• PROBLEMS
1) In the response on Latour, copy the passage that begins with "Latour describes to" and ends after "create new ideas.", substituting "positivism" for each "empiricism".
2) In the response on Latour, which two fields of study does the writer name?

• EXTRACT
Latour describes to us the conflict that has arisen between current Deconstructionist (post structuralism-esque) thought/critique and empiricism. This form of critique takes experience away where one approaches things
as matters of concern. Critique that often involves sensitive or hard to discuss issues, the rhetoric behind the arguments, as well as the critiques, often loses confidence and the ability to create new ideas.
Why Latour is worried strikes me personally, in two ways, both relating to the two fields I study; English and Journalism. First, with English, my education in epistemology. The point that we are instead renewing empiricism - where objects create their own meaning, conceptually, and that humans, in an anti-Nietzsche-esque way, can access the true meanings of reality by interacting with nature - is truly frightening. As a post-structuralist theory student I've wanted to get away from empiricism (though, undoubtedly, it affects us all and we constantly use it in daily life - there's really no escaping it, as Latour points out) and instead, understand that we can't really access "fact" entirely (one side of the culture v. science wars).
The other way this affects me is in Journalism. I've just started a job as an editor and have worked as an editor for two publications now. The "critique" that Latour explains sounds all too applicable to my work and the nature of my relationship with my writers and the written word. I've always thought that I was taking in to consideration my writers' and my own point of view, not matter how conflicting or complex they were.

• DATASET RECORDS

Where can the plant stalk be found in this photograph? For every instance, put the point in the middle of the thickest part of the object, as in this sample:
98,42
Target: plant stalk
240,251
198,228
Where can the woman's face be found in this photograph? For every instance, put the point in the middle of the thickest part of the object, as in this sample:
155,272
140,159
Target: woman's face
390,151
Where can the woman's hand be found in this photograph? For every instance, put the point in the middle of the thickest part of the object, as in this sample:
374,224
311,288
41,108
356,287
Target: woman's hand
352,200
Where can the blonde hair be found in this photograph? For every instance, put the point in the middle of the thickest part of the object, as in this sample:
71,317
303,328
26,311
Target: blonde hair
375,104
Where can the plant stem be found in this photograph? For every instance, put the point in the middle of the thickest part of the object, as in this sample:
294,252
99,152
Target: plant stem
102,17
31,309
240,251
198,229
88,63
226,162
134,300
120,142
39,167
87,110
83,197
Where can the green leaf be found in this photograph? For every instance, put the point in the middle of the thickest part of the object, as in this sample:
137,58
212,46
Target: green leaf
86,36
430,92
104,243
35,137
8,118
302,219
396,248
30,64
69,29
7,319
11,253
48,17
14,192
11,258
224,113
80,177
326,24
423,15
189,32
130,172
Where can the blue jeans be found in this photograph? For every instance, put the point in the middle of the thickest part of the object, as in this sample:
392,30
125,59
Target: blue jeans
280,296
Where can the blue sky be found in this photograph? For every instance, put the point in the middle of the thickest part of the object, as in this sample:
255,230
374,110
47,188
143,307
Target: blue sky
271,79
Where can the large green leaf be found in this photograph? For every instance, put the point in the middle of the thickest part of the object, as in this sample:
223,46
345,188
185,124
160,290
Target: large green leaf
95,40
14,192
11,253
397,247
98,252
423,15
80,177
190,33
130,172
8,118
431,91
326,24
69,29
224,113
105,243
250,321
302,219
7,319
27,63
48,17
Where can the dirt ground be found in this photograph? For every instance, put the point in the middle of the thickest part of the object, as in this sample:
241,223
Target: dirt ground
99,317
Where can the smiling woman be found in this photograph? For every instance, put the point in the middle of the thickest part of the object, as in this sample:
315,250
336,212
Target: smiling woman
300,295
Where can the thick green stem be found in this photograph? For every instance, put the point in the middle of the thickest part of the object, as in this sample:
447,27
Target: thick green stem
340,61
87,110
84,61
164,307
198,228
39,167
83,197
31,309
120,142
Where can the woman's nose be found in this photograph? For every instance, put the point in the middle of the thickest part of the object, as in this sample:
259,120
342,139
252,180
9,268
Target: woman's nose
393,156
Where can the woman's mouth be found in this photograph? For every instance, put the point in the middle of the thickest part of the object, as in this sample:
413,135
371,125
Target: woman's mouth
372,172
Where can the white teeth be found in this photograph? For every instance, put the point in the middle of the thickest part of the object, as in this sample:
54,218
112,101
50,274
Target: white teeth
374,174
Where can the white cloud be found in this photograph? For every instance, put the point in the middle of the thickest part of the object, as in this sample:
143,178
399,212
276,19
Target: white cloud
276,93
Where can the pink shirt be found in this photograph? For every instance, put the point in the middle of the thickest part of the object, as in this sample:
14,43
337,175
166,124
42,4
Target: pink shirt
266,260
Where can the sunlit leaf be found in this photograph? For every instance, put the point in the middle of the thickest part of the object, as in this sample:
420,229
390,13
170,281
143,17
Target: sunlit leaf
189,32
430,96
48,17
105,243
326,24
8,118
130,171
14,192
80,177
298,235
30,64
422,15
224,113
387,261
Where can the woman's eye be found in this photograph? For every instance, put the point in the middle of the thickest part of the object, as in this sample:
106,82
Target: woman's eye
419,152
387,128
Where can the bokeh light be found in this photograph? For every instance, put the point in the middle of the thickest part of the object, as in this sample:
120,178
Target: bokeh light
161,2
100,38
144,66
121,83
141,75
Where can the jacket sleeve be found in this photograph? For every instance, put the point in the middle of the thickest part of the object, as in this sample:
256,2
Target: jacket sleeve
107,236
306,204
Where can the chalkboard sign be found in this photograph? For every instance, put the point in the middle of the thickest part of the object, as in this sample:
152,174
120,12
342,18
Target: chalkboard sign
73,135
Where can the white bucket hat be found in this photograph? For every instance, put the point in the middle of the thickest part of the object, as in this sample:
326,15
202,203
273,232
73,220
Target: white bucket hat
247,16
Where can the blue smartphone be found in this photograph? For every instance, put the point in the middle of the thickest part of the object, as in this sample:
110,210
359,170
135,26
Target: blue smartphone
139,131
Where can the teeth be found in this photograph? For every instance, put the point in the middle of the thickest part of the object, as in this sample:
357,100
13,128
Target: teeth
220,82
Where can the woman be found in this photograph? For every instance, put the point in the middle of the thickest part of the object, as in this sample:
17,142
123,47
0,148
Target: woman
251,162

• THE RESPONSES
1)
Latour describes to us the conflict that has arisen between current Deconstructionist (post structuralism-esque) thought/critique and positivism. This form of critique takes experience away where one approaches things
as matters of concern. Critique that often involves sensitive or hard to discuss issues, the rhetoric behind the arguments, as well as the critiques, often loses confidence and the ability to create new ideas.

2) English and Journalism.